◆ INSTRUCCIONES
A. Reescribe el pasaje sobre el libro de Zafón desde las palabras "Baste decir que" hasta "libro de Zafón.", inclusive, y sustituye "piloto" por "capitán".
B. Prolonga el pasaje sobre el libro de Zafón a partir de su última oración.

◆ PASAJE DADO
━━━━━━━━
Carlos Ruíz Zafón. La Sombra del Viento
Compré tu libro.
Bueno... Quiero decir el mismo
que leías en el avión. La Sombra del Viento, de Carlos Ruiz Zafón. Sí,
en el aeropuerto. Quizás, en el mismo lugar. Frente a la entrada a los
mostradores de la United. Al leer el título ―otra vez―, me quedé pensando si en
realidad era posible que el viento tuviera sombra, una sombra. Me remonté
entonces a los días de mi pasado, al borde de acantilados, en la cima de
montañas, en calurosas sabanas, surcando los cielos en mi ala delta, y nunca vi
una sombra, su sombra.
Baste decir que se me
hizo una eternidad el tiempo que le llevó al piloto tomar pista y anunciar por
el altavoz que ya estábamos a no sé qué tantos pies de altura, para poder sacar
mi neceser de abajo del asiento y tomar el libro de Zafón.
Al recorrer los
renglones de las primeras páginas me pareció percibir que por ellas, ya habían
pasado tus ojos. ¿Qué extraño? Nunca antes tuve una percepción igual; tanto,
que me pareció una sensación extraña; pero maravillosa. Nunca antes al leer un
texto, un libro, percibí lo que otros ojos, lo que otras almas dejaron o se
llevaron al pasar por las mismas letras, por las mismas palabras, por las
mismas nostalgias y melancolías, por los mismos pasajes de lo desconocido; ya
fuera en días cercanos o en épocas lejanas, muy lejanas.
━━━━━━━━
◆ EXTRACTOS DE FILAS
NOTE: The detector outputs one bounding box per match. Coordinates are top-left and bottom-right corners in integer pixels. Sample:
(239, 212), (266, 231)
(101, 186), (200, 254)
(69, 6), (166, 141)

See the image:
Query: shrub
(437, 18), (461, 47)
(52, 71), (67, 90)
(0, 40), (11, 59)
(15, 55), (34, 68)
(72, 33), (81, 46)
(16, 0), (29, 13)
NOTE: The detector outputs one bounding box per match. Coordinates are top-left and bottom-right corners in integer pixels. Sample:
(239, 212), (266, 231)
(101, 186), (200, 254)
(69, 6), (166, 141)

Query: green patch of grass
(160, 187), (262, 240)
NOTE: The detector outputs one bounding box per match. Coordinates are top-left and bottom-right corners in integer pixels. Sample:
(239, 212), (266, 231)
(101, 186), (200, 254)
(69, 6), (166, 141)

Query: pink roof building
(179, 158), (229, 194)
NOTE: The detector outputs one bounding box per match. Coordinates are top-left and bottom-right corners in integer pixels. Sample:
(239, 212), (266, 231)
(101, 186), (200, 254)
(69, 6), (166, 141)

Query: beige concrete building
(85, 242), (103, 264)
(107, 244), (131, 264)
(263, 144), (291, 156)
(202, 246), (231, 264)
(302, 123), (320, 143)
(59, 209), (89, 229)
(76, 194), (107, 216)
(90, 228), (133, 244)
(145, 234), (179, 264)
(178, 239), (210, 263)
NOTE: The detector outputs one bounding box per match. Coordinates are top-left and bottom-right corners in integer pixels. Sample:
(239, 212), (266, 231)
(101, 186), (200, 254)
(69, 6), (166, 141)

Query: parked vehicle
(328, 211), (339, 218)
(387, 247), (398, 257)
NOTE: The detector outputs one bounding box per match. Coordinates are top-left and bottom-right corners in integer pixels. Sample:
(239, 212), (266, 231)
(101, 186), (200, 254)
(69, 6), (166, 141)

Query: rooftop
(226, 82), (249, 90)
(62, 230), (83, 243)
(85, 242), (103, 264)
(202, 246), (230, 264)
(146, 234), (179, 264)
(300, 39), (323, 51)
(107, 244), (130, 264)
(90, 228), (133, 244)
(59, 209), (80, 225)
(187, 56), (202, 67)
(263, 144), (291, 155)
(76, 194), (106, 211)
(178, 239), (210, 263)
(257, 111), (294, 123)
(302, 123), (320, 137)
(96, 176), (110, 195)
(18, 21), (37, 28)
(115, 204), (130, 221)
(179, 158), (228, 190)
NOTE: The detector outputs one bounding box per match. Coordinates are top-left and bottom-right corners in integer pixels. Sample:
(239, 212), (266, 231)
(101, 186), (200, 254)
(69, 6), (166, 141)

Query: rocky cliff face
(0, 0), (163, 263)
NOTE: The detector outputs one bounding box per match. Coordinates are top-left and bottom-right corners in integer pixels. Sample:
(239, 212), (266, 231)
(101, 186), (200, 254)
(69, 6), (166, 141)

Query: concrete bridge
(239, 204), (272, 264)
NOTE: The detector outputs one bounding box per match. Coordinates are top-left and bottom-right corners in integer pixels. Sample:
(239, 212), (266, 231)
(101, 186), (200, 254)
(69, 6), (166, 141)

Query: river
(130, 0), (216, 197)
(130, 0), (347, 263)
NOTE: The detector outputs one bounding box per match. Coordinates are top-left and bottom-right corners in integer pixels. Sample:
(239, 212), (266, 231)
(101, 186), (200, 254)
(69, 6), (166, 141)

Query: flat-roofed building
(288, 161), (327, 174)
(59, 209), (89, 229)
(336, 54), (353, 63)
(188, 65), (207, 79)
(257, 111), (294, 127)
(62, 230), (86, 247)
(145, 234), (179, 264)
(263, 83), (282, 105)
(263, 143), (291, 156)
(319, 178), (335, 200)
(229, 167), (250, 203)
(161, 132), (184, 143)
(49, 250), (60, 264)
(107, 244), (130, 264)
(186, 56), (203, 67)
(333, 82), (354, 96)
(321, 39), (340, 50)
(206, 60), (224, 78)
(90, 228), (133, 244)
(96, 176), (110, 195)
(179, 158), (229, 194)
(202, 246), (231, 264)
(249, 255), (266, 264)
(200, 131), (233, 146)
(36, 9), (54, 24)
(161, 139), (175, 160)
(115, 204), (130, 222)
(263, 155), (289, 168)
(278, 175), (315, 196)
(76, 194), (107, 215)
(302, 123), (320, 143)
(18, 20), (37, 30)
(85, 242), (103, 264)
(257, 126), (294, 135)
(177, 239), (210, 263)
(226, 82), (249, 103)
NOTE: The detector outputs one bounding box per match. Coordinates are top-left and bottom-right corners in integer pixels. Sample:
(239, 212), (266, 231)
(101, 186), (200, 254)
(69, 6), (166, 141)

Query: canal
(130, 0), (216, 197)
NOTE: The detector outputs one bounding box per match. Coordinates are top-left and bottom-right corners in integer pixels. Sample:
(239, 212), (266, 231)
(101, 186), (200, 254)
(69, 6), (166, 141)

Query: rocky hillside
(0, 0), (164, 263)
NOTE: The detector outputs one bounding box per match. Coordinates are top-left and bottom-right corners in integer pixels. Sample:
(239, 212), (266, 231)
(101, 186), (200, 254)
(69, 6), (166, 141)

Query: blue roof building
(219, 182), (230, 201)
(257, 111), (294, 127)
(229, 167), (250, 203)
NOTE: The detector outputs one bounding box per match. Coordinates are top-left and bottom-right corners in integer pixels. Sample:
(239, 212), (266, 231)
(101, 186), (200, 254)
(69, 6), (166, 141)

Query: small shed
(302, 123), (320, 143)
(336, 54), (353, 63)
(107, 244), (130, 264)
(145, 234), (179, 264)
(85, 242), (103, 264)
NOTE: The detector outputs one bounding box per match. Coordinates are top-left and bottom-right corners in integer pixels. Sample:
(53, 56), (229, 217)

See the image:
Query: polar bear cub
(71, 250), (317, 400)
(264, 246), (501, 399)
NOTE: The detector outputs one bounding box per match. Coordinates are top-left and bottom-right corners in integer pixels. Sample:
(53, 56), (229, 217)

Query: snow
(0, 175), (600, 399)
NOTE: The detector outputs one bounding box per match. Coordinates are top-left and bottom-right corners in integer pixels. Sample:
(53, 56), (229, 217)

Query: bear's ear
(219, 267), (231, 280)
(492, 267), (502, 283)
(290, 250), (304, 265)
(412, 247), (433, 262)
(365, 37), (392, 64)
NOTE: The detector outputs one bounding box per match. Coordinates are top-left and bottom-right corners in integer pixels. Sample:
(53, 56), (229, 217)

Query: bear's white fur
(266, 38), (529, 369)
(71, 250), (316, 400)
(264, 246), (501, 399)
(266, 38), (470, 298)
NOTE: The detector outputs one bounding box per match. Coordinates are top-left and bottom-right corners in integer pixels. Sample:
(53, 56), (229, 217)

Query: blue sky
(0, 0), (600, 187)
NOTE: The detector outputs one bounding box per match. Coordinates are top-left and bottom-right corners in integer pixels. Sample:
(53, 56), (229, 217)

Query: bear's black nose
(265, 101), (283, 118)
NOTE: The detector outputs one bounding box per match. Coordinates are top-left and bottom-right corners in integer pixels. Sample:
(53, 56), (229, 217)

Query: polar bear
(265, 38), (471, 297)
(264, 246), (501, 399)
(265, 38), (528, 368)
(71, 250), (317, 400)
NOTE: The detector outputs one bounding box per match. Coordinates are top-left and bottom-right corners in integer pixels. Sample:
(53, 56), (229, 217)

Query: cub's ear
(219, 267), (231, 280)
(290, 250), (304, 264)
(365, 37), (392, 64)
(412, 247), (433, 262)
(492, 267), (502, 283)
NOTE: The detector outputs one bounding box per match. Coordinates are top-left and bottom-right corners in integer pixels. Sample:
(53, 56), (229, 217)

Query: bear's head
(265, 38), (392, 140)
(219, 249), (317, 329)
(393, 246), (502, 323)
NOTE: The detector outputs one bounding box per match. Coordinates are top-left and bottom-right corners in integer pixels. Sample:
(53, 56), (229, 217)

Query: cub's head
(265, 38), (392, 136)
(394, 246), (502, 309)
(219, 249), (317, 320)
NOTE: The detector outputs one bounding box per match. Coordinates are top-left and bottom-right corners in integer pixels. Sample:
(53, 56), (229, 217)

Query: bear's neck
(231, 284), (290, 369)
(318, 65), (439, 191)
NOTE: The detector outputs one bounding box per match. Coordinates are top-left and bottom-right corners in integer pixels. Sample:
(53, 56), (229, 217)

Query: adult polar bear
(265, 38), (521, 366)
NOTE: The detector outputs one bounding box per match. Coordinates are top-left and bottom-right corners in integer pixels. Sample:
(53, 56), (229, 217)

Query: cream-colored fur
━━━━━━━━
◆ RESPUESTAS ESPERADAS
A.
Baste decir que se me
hizo una eternidad el tiempo que le llevó al capitán tomar pista y anunciar por
el altavoz que ya estábamos a no sé qué tantos pies de altura, para poder sacar
mi neceser de abajo del asiento y tomar el libro de Zafón.

B.
¿Igual pasará con lo
que yo escribo? ―me pregunté―. Seguro que sí, respondí como si yo mismo
estuviese sentado al lado del escritorio de este cuarto de hotel; y me quedó
claro que los libros no los hacen los autores, sino sus lectores. Sin ellos se
desvanecen, se van al Cementerio de los Libros Olvidados. Con ellos, cobran
vida. Los dedos de las manos y las niñas de los ojos tienen esa magia, el poder
de revivir a los personajes que el autor dio aliento y palabras.
¿A dónde estás? ¿Qué
ha sido de ti? ¿A qué país lejano llegaste? ¿En qué página del libro vas? ¿Te
has enterado ya del engaño de Clara, y has oído hablar de Isabelita? No lo sé.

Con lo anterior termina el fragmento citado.